[START INFORMATION SHOWN]
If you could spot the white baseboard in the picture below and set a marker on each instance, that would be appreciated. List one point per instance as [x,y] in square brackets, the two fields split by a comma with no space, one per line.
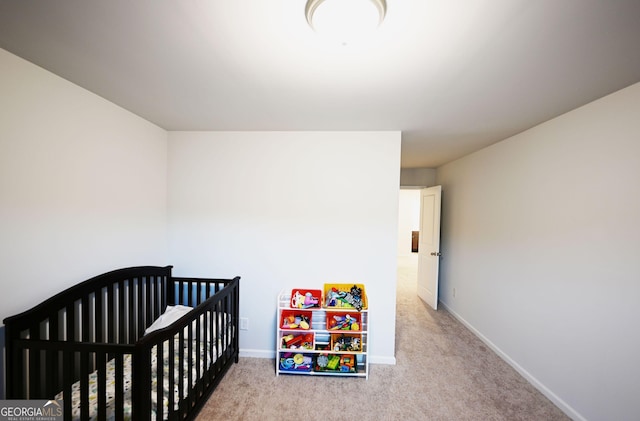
[257,353]
[262,353]
[566,408]
[377,359]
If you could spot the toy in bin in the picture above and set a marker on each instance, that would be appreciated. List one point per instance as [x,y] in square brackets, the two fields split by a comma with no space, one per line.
[END INFORMATION SHOWN]
> **WHAT TO WORK ON**
Write out the records again, replacing every "marker" with "pin" and leaving everything else unchanged. Omit the pictures.

> **THE OUTPUT**
If you could spot the white baseboard in the picture below and set a pin on each instance, that would be appreciated. List one point per instance as [x,y] in square brackets, the two fields split by a comma with no space, one per line.
[257,353]
[262,353]
[566,408]
[377,359]
If you could spot the toy in bin in the picture above and set a pin on each instance, that would be appreciated. List one point per instance as [x,y] in square brackets, the two fields split by a comma with no space, one per line.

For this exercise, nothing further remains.